Top of Data
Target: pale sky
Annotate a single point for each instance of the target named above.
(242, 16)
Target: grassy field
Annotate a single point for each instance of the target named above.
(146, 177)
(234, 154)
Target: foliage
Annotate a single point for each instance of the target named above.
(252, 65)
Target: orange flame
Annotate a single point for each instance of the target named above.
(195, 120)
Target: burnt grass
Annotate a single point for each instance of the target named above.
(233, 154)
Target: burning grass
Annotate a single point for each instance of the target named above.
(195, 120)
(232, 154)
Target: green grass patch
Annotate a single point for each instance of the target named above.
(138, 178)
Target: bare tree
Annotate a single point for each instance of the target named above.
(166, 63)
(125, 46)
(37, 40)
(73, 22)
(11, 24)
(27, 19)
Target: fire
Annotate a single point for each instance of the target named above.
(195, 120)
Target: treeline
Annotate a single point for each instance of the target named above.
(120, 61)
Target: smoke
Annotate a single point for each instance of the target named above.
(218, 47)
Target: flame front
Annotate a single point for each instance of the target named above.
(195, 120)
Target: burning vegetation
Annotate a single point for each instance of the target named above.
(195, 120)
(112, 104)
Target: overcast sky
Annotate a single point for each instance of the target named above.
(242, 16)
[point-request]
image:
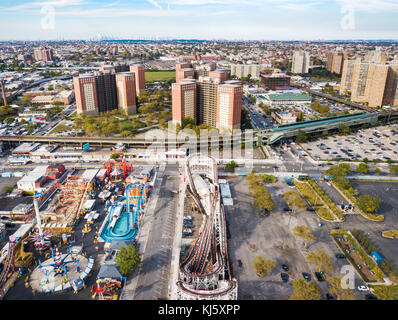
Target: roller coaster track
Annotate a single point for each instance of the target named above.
(8, 264)
(204, 273)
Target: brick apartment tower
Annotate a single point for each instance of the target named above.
(139, 71)
(369, 82)
(229, 105)
(184, 71)
(184, 100)
(3, 92)
(335, 62)
(86, 94)
(126, 92)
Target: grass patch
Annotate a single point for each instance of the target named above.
(314, 200)
(152, 76)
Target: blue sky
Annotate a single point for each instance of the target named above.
(200, 19)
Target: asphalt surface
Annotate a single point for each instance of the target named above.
(272, 237)
(153, 277)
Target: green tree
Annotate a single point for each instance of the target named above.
(363, 168)
(114, 156)
(321, 260)
(394, 169)
(8, 188)
(163, 123)
(128, 259)
(9, 120)
(231, 166)
(368, 203)
(305, 233)
(293, 200)
(304, 290)
(335, 288)
(267, 178)
(263, 267)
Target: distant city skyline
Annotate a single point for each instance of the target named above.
(199, 19)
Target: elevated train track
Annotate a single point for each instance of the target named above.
(204, 273)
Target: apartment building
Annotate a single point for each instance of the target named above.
(208, 101)
(243, 70)
(335, 62)
(126, 92)
(43, 54)
(139, 70)
(184, 100)
(372, 83)
(300, 62)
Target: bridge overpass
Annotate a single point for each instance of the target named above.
(262, 137)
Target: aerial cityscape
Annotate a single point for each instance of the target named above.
(146, 155)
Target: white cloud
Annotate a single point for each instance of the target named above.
(39, 4)
(157, 5)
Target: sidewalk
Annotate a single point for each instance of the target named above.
(128, 291)
(175, 257)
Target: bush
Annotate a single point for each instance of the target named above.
(128, 259)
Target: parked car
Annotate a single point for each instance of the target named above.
(284, 277)
(363, 288)
(330, 297)
(306, 276)
(319, 276)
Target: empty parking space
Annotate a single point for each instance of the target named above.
(379, 144)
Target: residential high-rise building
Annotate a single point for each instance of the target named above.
(243, 70)
(184, 97)
(300, 62)
(208, 101)
(274, 81)
(370, 82)
(376, 56)
(86, 94)
(139, 70)
(184, 71)
(126, 92)
(229, 105)
(99, 92)
(335, 62)
(43, 54)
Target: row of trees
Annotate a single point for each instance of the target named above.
(261, 195)
(366, 203)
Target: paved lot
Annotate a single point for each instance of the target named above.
(376, 143)
(153, 277)
(387, 193)
(273, 238)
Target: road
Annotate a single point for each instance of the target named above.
(153, 277)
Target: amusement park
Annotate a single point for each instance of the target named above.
(67, 242)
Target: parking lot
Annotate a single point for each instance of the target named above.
(272, 237)
(379, 144)
(386, 192)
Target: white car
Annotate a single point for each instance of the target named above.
(363, 288)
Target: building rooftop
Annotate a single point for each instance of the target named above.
(289, 96)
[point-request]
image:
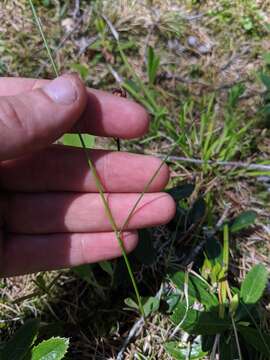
Bottom of Data
■ **Work order**:
Scan the entries above for the word "green" and collect each line holding it.

■ **Written solution**:
Target: green grass patch
Target: green tree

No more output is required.